PASSAGE SHOWN:
# # #

Story
“Neo, sooner or later you’re going to realize, just as I did, that there’s a difference between knowing the path and walking the path.”
—Morpheus, The Matrix, 1999
Josh’s Story
In 1999, Lisa and I saw the movie The Matrix. It’s the story of Neo, a computer programmer, who learns that the world he lives in is nothing but an illusion created by computers to subdue people. Throughout the course of the movie, he fights, with the help of others, to free himself from this web of deceit, called “The Matrix,” and live free in a true reality.
Science fiction isn’t really our thing, but for some reason the film haunted us. It had nothing to do with its elaborately choreographed fight scenes and cutting-edge special effects. It was that Lisa and I had each been brought up feeling as if our lives were predetermined, or programmed for us, and we’d both always felt frustrated by the pressure to conform. We just couldn’t shake the feeling that we were, in a sense, in our own matrix, and both of us felt the urge to break free.
I had been that kid in class who maddeningly questioned everything my teacher (and my parents, for that matter) said. Never content with simply doing what I was told and accepting the boundaries set for me, I drove teachers so nuts that after a while, they’d eventually look at me and say, “Please, just be quiet and do your work, okay?”

# # #

EXERCISE: Copy the passage about The Matrix word for word, from "Science fiction isn’t" to "to break free.". The material that follows has no connection to the passage about The Matrix.

DATA RECORDS:
# # #

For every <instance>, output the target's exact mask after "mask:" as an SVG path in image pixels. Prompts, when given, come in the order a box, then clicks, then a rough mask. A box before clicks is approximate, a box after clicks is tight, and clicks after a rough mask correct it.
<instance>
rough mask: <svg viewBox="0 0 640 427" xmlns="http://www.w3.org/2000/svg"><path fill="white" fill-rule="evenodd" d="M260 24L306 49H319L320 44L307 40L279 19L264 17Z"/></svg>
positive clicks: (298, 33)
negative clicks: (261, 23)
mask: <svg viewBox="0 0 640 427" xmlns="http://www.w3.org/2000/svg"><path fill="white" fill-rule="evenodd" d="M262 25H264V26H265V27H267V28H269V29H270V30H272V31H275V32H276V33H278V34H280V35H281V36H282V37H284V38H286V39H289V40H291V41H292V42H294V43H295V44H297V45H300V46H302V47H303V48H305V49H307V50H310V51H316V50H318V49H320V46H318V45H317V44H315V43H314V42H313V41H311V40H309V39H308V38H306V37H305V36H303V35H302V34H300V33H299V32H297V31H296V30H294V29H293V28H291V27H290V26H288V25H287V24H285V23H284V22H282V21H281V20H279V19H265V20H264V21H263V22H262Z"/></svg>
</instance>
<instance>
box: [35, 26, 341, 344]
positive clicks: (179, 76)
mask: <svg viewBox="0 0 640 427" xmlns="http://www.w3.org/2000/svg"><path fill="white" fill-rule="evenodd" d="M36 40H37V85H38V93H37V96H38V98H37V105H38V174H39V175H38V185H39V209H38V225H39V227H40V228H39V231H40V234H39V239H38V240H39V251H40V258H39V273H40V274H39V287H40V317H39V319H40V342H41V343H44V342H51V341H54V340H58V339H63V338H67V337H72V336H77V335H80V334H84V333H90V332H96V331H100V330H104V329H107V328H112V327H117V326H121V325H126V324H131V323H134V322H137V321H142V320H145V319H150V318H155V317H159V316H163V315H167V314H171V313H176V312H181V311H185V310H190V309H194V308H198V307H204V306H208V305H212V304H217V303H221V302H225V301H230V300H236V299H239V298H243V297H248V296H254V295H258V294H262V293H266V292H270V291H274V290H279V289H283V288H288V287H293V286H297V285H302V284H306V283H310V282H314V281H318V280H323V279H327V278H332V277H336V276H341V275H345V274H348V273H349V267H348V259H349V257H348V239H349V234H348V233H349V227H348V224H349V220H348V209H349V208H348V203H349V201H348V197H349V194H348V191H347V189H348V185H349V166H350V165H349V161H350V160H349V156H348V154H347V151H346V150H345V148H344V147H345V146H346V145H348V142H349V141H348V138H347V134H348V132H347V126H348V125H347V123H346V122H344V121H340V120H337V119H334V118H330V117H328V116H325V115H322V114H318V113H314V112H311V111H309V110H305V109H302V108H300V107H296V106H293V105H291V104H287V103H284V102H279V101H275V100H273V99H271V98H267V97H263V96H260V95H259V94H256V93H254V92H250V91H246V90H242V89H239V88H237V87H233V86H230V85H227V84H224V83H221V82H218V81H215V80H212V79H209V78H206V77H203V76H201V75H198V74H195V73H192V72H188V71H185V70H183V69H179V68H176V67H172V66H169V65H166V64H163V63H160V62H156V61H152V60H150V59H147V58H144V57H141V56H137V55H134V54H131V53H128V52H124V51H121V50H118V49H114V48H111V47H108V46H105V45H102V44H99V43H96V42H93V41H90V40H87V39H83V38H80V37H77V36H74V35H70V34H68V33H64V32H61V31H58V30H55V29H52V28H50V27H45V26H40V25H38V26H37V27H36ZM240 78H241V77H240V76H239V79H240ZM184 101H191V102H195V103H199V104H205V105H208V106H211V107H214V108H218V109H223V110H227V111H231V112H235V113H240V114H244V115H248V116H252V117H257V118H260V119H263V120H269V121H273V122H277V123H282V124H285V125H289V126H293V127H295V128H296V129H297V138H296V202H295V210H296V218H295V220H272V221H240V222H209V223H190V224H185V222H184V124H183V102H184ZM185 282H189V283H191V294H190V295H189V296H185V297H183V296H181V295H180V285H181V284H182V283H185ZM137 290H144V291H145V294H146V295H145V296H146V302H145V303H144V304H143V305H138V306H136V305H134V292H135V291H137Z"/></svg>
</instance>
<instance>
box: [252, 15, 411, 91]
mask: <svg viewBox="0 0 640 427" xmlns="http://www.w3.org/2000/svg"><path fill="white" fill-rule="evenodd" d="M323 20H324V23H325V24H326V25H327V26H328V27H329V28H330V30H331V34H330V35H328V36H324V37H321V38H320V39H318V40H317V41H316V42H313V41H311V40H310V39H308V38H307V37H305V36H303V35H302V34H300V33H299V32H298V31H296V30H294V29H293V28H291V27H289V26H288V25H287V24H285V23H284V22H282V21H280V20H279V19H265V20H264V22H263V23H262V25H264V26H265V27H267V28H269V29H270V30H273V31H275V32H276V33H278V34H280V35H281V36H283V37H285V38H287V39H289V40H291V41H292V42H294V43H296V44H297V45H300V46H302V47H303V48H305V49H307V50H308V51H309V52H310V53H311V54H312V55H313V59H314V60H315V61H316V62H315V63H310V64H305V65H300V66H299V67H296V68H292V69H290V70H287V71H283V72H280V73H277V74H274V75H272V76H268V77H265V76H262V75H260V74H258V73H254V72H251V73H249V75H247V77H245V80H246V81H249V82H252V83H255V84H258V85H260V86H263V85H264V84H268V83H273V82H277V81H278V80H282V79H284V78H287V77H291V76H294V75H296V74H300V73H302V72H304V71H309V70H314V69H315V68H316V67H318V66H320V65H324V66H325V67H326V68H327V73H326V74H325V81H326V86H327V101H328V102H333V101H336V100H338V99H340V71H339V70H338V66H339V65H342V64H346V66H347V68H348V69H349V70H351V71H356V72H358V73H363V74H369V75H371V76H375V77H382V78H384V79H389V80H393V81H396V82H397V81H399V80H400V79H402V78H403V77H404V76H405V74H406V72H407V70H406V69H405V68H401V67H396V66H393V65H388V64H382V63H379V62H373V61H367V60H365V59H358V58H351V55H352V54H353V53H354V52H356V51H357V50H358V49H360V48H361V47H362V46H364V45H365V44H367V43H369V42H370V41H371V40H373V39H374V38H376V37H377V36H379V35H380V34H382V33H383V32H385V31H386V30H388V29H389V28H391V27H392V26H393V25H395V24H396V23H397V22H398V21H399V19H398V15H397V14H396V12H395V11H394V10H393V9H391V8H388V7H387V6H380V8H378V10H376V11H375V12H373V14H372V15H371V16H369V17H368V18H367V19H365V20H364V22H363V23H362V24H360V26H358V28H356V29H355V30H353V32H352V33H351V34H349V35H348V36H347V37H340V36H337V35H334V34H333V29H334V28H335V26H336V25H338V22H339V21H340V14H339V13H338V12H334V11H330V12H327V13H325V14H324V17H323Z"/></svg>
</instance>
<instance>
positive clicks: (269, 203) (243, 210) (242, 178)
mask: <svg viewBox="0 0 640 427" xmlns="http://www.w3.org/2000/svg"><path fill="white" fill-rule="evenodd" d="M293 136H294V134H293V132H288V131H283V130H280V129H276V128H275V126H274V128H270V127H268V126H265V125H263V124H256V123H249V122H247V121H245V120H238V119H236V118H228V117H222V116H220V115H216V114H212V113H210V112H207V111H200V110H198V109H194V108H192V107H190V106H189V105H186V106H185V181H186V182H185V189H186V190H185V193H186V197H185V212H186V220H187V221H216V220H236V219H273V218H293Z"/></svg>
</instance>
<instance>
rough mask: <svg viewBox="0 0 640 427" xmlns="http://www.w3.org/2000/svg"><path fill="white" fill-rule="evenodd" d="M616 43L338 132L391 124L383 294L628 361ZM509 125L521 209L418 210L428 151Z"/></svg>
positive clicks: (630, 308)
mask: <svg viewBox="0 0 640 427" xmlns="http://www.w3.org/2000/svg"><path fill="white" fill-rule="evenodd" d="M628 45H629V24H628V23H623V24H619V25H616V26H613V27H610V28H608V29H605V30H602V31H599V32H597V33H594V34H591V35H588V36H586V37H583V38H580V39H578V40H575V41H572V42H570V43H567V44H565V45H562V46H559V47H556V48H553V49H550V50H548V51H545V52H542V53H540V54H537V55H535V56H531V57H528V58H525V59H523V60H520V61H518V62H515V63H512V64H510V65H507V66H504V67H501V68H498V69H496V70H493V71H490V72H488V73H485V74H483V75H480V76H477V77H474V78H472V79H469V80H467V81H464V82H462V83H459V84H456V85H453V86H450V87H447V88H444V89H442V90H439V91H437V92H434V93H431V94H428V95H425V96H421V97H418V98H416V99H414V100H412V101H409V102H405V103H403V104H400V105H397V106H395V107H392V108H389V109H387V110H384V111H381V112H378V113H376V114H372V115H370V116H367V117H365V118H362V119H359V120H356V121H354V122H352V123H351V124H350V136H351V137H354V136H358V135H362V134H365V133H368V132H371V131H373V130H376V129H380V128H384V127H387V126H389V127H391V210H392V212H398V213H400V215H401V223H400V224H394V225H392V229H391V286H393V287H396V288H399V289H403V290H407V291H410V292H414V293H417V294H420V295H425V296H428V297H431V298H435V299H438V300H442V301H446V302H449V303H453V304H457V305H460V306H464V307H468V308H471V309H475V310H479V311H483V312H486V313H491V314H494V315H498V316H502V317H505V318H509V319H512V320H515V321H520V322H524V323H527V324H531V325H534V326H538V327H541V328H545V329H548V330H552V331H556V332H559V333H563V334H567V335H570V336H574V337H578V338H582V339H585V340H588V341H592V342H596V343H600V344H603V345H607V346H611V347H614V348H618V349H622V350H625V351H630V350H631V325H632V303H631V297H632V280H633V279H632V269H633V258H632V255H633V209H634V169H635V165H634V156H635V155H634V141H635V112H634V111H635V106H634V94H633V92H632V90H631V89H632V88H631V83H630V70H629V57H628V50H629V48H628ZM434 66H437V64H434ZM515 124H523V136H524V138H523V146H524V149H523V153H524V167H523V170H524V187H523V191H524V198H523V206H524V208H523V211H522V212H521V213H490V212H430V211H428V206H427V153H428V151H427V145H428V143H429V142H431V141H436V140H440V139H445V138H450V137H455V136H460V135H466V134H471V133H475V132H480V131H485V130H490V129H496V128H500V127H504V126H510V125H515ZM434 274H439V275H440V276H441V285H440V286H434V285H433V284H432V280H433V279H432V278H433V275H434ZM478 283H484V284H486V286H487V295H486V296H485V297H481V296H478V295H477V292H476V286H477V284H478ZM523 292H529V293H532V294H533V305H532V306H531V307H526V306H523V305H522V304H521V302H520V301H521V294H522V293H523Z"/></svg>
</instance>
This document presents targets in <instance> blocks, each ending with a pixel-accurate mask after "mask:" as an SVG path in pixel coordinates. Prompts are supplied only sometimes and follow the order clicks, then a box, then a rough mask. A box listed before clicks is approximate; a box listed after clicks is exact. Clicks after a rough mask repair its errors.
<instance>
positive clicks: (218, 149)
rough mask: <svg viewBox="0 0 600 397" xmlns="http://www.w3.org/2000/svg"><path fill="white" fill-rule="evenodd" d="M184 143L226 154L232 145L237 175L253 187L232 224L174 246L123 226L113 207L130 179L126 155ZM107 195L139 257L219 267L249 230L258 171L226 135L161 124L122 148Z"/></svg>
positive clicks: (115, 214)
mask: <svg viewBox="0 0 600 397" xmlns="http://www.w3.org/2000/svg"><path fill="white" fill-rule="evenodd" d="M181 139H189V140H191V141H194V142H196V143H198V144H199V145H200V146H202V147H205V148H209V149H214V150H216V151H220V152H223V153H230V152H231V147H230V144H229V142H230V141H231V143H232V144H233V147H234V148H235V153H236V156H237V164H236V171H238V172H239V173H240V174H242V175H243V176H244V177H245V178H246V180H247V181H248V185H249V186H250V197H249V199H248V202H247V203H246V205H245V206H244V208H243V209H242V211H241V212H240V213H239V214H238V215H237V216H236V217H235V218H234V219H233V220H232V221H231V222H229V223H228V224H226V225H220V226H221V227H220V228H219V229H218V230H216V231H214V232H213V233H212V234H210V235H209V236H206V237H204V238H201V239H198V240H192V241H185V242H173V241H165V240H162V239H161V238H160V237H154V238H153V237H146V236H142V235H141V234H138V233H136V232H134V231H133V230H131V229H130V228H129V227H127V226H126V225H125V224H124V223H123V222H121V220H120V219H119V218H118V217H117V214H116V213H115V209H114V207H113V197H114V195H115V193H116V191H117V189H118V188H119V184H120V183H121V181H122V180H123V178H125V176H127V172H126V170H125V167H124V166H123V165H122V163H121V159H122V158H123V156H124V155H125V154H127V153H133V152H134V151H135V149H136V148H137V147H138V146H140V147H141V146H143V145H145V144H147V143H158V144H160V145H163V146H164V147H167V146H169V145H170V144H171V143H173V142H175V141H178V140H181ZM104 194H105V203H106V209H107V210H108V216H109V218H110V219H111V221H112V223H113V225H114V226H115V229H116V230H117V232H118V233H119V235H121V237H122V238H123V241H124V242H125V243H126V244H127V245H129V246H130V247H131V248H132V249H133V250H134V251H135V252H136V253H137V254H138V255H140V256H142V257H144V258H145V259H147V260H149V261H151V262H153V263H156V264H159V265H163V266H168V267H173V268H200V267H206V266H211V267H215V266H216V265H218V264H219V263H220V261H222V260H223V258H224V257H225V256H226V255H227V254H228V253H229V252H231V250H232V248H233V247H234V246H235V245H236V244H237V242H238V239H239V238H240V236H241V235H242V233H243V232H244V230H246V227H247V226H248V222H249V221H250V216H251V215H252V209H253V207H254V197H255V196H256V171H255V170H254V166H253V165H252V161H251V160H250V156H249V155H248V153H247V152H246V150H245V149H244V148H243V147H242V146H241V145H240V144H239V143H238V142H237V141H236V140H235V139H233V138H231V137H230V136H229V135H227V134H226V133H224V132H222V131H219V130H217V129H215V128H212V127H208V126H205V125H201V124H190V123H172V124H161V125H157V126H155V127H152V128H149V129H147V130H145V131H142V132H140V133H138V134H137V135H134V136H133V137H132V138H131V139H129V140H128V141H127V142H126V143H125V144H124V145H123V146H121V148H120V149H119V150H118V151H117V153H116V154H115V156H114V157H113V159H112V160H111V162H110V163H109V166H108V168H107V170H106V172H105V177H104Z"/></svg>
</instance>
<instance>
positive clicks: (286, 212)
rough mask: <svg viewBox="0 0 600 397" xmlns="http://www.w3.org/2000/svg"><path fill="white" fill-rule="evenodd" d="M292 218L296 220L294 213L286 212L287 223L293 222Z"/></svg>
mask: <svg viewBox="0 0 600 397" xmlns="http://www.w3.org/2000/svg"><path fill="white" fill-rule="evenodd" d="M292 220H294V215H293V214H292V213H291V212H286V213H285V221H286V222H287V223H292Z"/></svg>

# # #

ANSWER:
Science fiction isn’t really our thing, but for some reason the film haunted us. It had nothing to do with its elaborately choreographed fight scenes and cutting-edge special effects. It was that Lisa and I had each been brought up feeling as if our lives were predetermined, or programmed for us, and we’d both always felt frustrated by the pressure to conform. We just couldn’t shake the feeling that we were, in a sense, in our own matrix, and both of us felt the urge to break free.